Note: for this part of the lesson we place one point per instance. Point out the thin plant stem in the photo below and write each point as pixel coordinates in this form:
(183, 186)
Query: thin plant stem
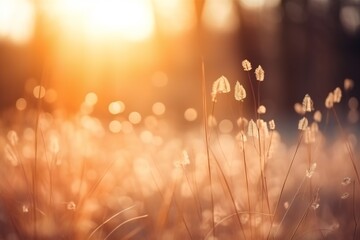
(304, 215)
(354, 211)
(108, 220)
(123, 223)
(253, 95)
(348, 147)
(247, 183)
(284, 183)
(231, 196)
(207, 141)
(290, 205)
+ + + + + + +
問題文:
上のリストにある「thin plant stem」をすべて「slender plant stem」に置き換えて書き直してください。それ以外は一切変えず、画像は出力に含めないでください。

結果は以下:
Note: for this part of the lesson we place one point per instance. Point out the slender plant stem in the photo below and write each point as pixel coordinates in this form:
(183, 186)
Query: slender plant stem
(304, 215)
(354, 211)
(108, 220)
(123, 223)
(253, 95)
(348, 147)
(247, 183)
(284, 183)
(231, 196)
(207, 141)
(290, 205)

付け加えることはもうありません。